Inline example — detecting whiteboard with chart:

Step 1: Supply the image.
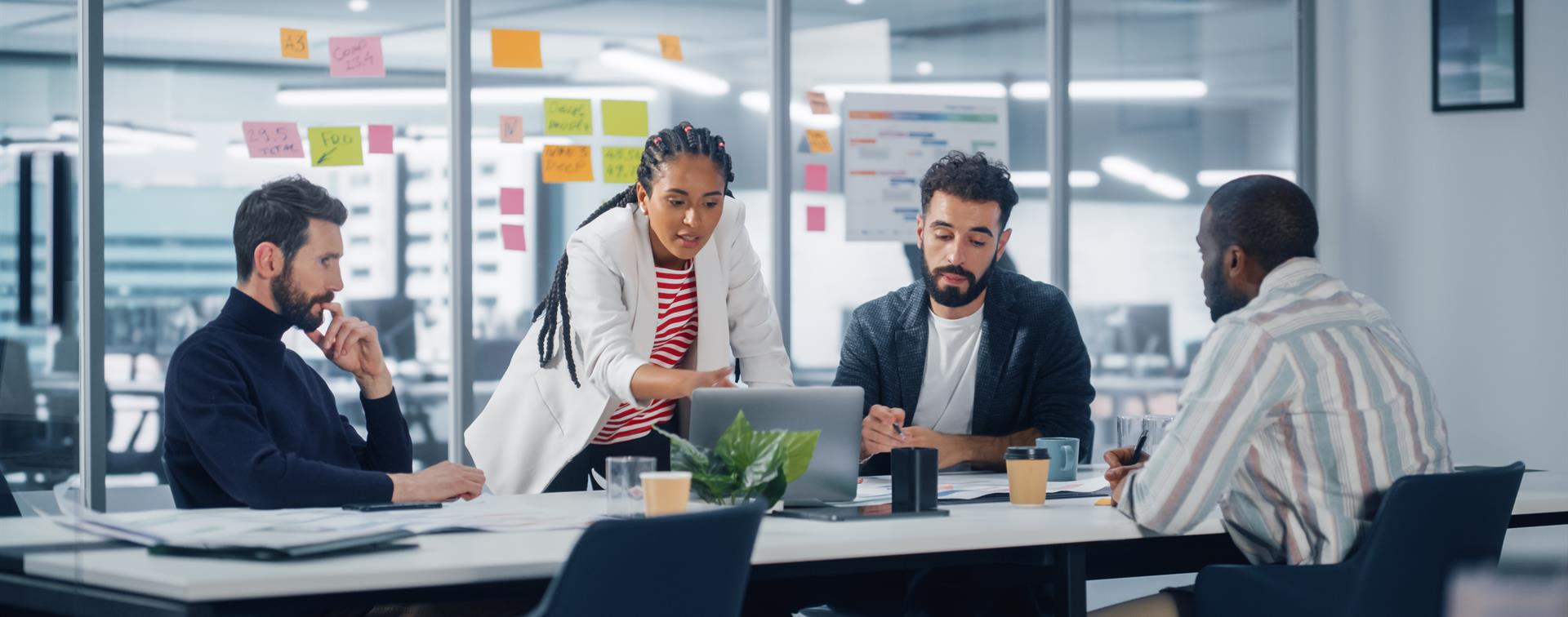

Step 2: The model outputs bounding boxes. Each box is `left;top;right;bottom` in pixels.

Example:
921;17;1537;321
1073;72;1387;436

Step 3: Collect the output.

==========

• _Task instructions_: Turn every line of the records above into a numbered list, leaving out the blank lines. Omit the picture from your answer.

• _Reply_:
1. Inline example — detecting whiteboard with chart:
2. Step 1: Supply the image.
3. Step 2: The model outputs bounding boxes. Each box is `left;top;right;bottom` in pixels.
4. Example:
5. 921;17;1537;321
6. 1073;72;1387;436
7. Step 3: Collect the output.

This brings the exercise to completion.